**Written request:** Rewrite the data from its start through the line containing "133], [306, 129]]]", changing "Result" to "Output" and keeping everything else the same. Leave the pictures out of your answer.
= = = = = = =
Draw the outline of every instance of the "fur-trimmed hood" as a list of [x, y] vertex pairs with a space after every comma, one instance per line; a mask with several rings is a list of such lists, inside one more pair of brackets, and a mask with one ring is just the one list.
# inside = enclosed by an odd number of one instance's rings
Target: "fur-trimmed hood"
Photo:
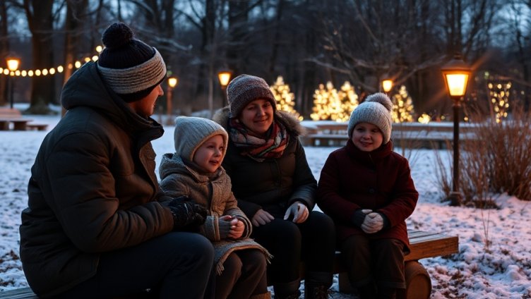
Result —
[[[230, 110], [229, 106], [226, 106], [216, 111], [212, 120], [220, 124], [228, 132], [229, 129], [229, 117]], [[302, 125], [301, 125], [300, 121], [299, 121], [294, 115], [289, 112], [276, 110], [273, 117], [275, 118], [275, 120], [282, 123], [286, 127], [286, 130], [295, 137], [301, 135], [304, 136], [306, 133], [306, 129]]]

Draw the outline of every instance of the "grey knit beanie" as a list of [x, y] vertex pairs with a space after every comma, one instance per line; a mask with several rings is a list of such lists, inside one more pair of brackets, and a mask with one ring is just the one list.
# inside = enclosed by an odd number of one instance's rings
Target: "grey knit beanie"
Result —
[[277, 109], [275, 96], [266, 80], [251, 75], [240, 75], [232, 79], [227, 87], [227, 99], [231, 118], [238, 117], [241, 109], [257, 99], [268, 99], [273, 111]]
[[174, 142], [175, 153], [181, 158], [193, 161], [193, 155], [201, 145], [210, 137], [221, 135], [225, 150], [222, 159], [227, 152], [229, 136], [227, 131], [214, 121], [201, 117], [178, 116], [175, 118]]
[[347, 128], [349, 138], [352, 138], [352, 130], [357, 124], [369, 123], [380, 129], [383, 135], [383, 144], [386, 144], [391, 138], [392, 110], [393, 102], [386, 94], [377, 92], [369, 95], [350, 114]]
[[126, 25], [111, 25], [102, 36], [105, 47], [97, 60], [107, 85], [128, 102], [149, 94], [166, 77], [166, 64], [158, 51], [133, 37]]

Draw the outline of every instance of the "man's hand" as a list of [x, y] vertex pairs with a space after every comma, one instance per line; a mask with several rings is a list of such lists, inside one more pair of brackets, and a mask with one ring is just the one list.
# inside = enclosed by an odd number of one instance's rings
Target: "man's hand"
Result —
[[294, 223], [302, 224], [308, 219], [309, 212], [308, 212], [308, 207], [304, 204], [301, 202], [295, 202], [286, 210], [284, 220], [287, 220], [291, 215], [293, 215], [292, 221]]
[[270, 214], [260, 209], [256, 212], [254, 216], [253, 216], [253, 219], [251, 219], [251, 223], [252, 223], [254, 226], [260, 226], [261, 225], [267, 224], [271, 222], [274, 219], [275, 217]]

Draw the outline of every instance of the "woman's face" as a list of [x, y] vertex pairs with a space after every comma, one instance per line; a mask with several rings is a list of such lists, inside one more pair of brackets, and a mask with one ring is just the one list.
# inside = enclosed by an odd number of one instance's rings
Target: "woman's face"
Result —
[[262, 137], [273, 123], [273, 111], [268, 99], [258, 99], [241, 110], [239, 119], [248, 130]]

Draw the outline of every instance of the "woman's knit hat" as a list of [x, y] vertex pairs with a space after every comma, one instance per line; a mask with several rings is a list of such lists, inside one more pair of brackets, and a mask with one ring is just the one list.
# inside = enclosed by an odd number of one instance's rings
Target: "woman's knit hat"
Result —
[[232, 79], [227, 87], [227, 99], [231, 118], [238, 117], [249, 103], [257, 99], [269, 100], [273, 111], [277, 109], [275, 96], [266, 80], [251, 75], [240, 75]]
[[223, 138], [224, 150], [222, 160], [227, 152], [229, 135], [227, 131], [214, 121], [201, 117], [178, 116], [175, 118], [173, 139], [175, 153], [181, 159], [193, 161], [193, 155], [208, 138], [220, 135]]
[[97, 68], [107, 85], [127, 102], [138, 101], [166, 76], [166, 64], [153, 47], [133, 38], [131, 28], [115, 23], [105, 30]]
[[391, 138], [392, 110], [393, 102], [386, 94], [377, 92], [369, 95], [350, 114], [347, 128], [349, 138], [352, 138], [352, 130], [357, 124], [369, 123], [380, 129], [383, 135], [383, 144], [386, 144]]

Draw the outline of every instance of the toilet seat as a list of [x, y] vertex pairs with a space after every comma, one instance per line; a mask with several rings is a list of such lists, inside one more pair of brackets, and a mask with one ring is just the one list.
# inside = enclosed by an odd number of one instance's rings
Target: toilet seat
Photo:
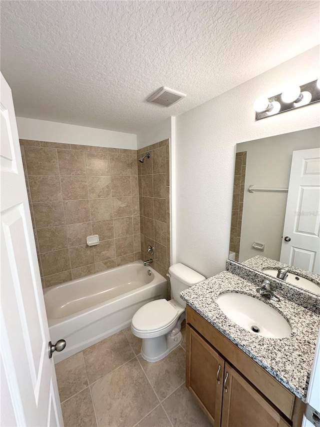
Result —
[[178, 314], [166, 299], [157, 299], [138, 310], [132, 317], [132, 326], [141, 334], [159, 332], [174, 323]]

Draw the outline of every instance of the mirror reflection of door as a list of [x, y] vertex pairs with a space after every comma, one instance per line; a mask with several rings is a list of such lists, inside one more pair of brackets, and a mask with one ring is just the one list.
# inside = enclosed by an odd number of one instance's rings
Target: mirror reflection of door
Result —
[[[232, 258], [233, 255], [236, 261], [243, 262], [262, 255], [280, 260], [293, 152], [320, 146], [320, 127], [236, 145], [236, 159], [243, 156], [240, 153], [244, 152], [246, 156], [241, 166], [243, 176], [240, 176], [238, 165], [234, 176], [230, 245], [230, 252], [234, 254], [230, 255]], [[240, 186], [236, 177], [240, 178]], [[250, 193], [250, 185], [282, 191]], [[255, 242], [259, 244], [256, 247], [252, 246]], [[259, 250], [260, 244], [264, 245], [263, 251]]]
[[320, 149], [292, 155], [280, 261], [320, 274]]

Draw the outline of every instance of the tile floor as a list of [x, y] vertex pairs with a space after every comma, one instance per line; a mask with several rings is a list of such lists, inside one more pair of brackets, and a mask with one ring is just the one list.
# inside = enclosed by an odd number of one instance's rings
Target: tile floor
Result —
= = = = = = =
**Response:**
Draw the outline of every instance of the "fur-trimmed hood" as a list of [x, y] vertex pairs with a space after every comma, one instance per line; a mask with several rings is a list of such lists, inside one more pair of brackets, and a mask with one ring is just the one list.
# inside = enclosed by an odd number of one instance's rings
Target: "fur-trimmed hood"
Photo:
Output —
[[[230, 110], [229, 106], [226, 106], [216, 111], [212, 120], [220, 124], [228, 132], [229, 129], [229, 117]], [[302, 125], [301, 125], [300, 121], [299, 121], [294, 115], [289, 112], [276, 110], [273, 117], [275, 118], [275, 120], [282, 123], [286, 127], [286, 130], [295, 137], [301, 135], [304, 136], [306, 133], [306, 129]]]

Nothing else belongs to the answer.